*** Source data Section Begins ***

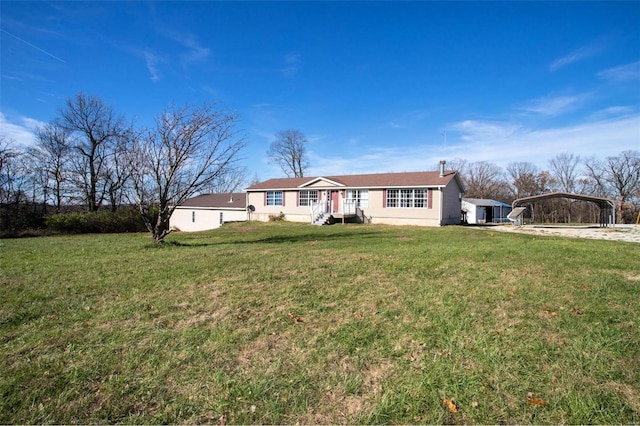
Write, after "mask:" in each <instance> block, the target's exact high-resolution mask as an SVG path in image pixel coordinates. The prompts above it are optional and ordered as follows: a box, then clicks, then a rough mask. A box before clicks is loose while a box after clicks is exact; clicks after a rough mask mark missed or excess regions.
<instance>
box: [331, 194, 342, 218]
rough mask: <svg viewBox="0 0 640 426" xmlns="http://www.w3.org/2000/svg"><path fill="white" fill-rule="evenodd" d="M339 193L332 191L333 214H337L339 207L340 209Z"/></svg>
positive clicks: (332, 204) (332, 208)
mask: <svg viewBox="0 0 640 426" xmlns="http://www.w3.org/2000/svg"><path fill="white" fill-rule="evenodd" d="M338 194H339V192H338V191H331V213H336V212H338V211H339V210H338V207H339V205H340V204H339V201H338V200H339V196H338Z"/></svg>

*** Source data Section Ends ***

**What you should do:**
Recast the data, from its first line through the line containing "rough mask: <svg", as a Markdown table with the columns Row and Line, giving each line its own numbered row. Leave out blank lines and pictures.

**Output of the exercise:**
| Row | Line |
|---|---|
| 1 | Write, after "mask:" in each <instance> block, the target's exact high-resolution mask as an SVG path in image pixel coordinates. The prompts above it are optional and ordered as follows: a box, then clicks, then a rough mask. A box before clicks is loose while a box after clicks is exact; clicks after a rough mask mark missed or excess regions. |
| 2 | <instance> |
| 3 | box: [331, 194, 342, 218] |
| 4 | rough mask: <svg viewBox="0 0 640 426" xmlns="http://www.w3.org/2000/svg"><path fill="white" fill-rule="evenodd" d="M339 193L332 191L333 214H337L339 207L340 209Z"/></svg> |